What to work on: Transcribe word for word the part of the notebook below on parsing the auto-mpg data that begins at the words "### Replace tabs" and stops after "replace(raw_str, '\t'=>' ')".

Selected passage:

Download the data set

In [None]:
download("https://archive.ics.uci.edu/ml/machine-learning-databases/auto-mpg/auto-mpg.data-original",
         "auto.txt")

Use `readlines` to read the file.

In [None]:
readlines("auto.txt")

Notice the following
1. no header
2. some tab, some space separated
3. "NA" for missing value

Different options to parse into a `DataFrame`.

### Replace tabs with spaces
Read file into a string

In [None]:
raw_str = read("auto.txt", String)

Replace tab by space
This will not work if column text has tab in it.

In [None]:
str_no_tab = replace(raw_str, '\t'=>' ')

Create `IOBuffer` from the string

In [None]:
io = IOBuffer(str_no_tab)

Read data from `io` into CSV, and notice the following
1. delimiter is space
2. ignore consecutive delimiter
3. specify column header
4. specify missing value is represented by "NA"

Notice a pipe is used to pass output from `CSV` to `DataFrame`.

In [None]:
df1 = CSV.File(
    io,
    delim = ' ',
    ignorerepeated = true,
    header = [
        :mpg, :cylinders, :displacement, :horsepower,
        :weight, :acceleration, :year, :origin, :name,  
    ],
    missingstring = "NA",
) |> DataFrame

Control the amount of data displayed

In [None]:
ENV["COLUMNS"] = 200
ENV["LINES"] = 15
df1

### Read directly

In [None]:
df_raw = CSV.File("auto.txt", header=[:metrics, :name]) |> DataFrame

Split `:metrics` manually

In [None]:
str_metrics = split.(df_raw[!,:metrics])

Create empty `DataFrame` with list comprehension.  Notice `Float64[]` is an alias for `Array{Float64, 1}`.

In [None]:
df1_2 = DataFrame([col => Float64[] for col in [:mpg, :cylinders, :displacement, :horsepower, :weight, :acceleration, :year, :origin]])

Allow missing values

In [None]:
allowmissing!(df1_2, [:mpg, :horsepower])

Note that `Float64?` indicates allowing missing values.
Populate data frame

In [None]:
for row in str_metrics
    push!(df1_2, [v == "NA" ? missing : parse(Float64,v) for v in row])
end

df1_2

Add `:name` from `df_raw`

In [None]:
df1_2[!,:name] = df_raw[!,:name] # copy by reference
@test df1_2.name === df_raw.name

df1_2[!,:name] = df_raw[:,:name] # copy by value
@test df1_2.name !== df_raw.name

@test isequal(df1_2, df1) # different from ==
@test ismissing(df1_2 == df1)

df1_2

### Read with one liner 

In [None]:
df1_3 = select(df_raw,
    :metrics => ByRow(
       x -> something.(tryparse.(Float64, split(x)), missing)

Extracted records:
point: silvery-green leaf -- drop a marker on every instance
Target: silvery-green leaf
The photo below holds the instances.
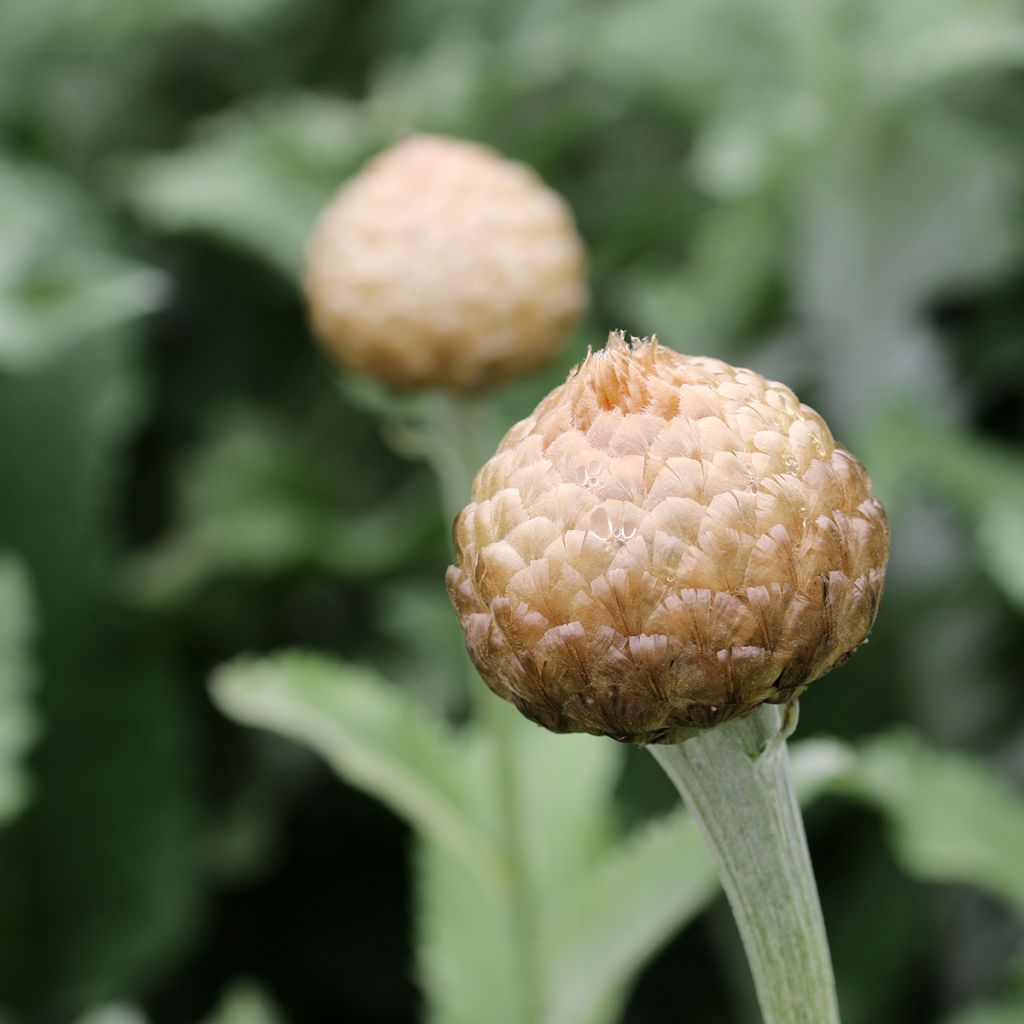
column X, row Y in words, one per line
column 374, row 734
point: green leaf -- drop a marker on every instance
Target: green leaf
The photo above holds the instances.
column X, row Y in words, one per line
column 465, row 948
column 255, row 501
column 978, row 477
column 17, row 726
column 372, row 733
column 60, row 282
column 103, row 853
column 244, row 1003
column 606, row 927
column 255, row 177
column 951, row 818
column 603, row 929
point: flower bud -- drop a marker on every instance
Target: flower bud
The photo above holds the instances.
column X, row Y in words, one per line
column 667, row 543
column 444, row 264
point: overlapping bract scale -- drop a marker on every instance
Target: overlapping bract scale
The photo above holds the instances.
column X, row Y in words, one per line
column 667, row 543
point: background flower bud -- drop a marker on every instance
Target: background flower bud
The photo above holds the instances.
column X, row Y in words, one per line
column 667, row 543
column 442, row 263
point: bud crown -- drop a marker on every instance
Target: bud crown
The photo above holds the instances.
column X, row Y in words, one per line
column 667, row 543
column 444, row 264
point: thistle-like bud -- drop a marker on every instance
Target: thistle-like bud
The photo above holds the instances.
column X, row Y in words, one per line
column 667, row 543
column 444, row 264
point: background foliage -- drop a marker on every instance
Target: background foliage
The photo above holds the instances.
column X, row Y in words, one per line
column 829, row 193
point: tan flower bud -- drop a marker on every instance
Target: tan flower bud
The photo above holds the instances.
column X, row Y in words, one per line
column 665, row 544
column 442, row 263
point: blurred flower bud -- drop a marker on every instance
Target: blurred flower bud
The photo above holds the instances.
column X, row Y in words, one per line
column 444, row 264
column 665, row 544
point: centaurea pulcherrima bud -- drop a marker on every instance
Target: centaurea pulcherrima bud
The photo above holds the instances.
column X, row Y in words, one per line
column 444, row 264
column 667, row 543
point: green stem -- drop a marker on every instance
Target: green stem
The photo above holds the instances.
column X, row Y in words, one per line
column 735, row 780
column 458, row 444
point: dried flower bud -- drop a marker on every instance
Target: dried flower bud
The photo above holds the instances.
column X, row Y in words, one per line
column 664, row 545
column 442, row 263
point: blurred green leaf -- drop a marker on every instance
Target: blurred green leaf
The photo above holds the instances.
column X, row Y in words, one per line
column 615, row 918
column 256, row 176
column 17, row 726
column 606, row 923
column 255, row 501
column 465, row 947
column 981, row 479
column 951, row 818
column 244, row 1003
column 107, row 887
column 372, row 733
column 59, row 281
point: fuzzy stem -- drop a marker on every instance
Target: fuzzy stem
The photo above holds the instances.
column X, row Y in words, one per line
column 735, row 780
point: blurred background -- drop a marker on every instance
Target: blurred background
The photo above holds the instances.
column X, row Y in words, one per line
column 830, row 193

Answer for this exercise:
### Replace tabs with spaces
Read file into a string

In [None]:
raw_str = read("auto.txt", String)

Replace tab by space
This will not work if column text has tab in it.

In [None]:
str_no_tab = replace(raw_str, '\t'=>' ')